> _TUJUAN_
Tentukan apakah tiap pernyataan berikut sesuai dengan teks tentang anak dan gawai di bawah ini: (a) Penulis dan istrinya makan mie ayam di warung yang jauh dari rumah. (b) Bocah itu diperkirakan duduk di kelas 4 SD. (c) Ibu bocah itu juga memesan mie untuk dirinya sendiri. Jawab ya atau tidak untuk masing-masing, lalu kutip dengan tepat kata-kata teks yang menjadi penentunya.

> _KUTIPAN TEKS_
Lihat ke Halaman Asli

Hadi Santoso

TERVERIFIKASI

Penulis. Jurnalis.

Dampak Jahat Gawai pada Anak yang Perlu Disadari Orangtua

Diperbarui: 25 Desember 2018   20:25

Kompasiana adalah platform blog. Konten ini menjadi tanggung jawab bloger dan tidak mewakili pandangan redaksi Kompas.

ilustrasi anak main gawai | irishtime.com

Bagi pasangan suami istri yang sudah memiliki anak-anak, waktu bisa berduaan terkadang menjadi momen yang dirindukan. Bisa keluar rumah, nongkrong berdua sembari mengobrol hal-hal remeh temeh hingga yang serius. Nah, tadi malam, saya bisa mendapatkan momen tersebut.

Mumpung anak-anak sudah tidur, kami bisa menikmati malam berdua. Meski sekadar makan mie ayam di warung favorit yang tidak jauh dari rumah. Karena bila bepergian jauh dari rumah yang artinya bakal lama, malah kepikiran anak-anak di rumah. Begitulah, ingin berduaan tetapi pikiran tetap terpaut di rumah.

Nah, selama menikmati mie ayam paling enak--di dekat tempat tinggal saya--yang porsinya kini semakin berkurang tetapi harganya semakin naik dibandingkan pas zaman sebelum menikah dulu, pandangan saya sesekali tertuju pada seorang bocah yang sedang makan mie bersama ibunya. Mereka duduk berhadapan dengan kami. Bocah tersebut sekira kelas 4 SD. Hanya dia saja yang dipesankan mie oleh sang ibu. Sementara ibunya sekadar menunggu.

Selama proses menunggu mie tersebut, si bocah terlihat asyik memainkan gawainya. Dari suara gawainya, mudah menebak itu game terkenal yang juga jadi favorit anak-anak sepantarannya. Termasuk anak mbarep (sulung) saya.

Setelah mie ayam dihidangkan ke meja, bocah tersebut juga masih asyik bermain. Ibunya sesekali menegur, "ayo di makan mie nya". Setelah beberapa menit, saya dan istri selesai menyantap semangkuk mie ayam. Beberapa orang di samping saya yang datang belakangan setelah bocah tersebut, juga sudah menghabiskan mie ayam mereka.

Dari sini, si ibu bocah tersebut mulai gusar. Dia kembali berujar "ayo segera di makan, apa kamu mau tidur di sini?". Bocah tersebut bukannya tidak menyentuh mie nya. Namun, sekali menyantap mie, lantas matanya kembali menatap gawainya.

Beberapa orang lantas mulai ikut bersuara. "Anak-anak memang kalau sudah pegang HP, sudah lupa segalanya," ujar seorang bapak di samping saya. Si ibu bocah itu pun menjawab, "Iya pak, dia kalau pegang HP jadi gampang marah. Diingatkan langsung ngamuk," ujar sang ibu.

> _DAFTAR ENTRI_
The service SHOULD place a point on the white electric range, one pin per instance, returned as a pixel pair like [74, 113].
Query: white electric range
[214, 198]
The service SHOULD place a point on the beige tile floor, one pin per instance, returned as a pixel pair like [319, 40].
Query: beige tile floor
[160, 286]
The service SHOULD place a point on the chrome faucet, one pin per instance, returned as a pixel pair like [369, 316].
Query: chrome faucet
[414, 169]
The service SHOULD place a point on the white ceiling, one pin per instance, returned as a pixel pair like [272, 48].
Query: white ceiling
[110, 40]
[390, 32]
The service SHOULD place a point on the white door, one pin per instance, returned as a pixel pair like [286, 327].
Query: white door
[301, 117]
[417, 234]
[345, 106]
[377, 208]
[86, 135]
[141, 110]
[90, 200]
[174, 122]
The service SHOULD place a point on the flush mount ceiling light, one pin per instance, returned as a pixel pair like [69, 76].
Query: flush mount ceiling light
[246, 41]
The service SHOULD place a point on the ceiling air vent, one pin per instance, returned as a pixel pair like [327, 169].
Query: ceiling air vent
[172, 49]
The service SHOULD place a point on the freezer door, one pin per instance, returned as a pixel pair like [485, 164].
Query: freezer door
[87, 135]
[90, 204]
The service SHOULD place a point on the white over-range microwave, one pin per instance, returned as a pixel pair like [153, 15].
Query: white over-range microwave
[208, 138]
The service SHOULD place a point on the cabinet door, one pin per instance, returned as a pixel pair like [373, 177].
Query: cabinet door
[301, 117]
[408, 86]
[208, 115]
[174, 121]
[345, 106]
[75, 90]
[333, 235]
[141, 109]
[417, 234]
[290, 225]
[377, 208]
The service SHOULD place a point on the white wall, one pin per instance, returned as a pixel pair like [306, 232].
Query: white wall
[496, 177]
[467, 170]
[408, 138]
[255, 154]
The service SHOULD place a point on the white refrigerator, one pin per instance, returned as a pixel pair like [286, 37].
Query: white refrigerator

> _HASIL LATIHAN_
(a) Tidak: "di warung favorit yang tidak jauh dari rumah"
(b) Ya: "Bocah tersebut sekira kelas 4 SD."
(c) Tidak: "Hanya dia saja yang dipesankan mie oleh sang ibu. Sementara ibunya sekadar menunggu."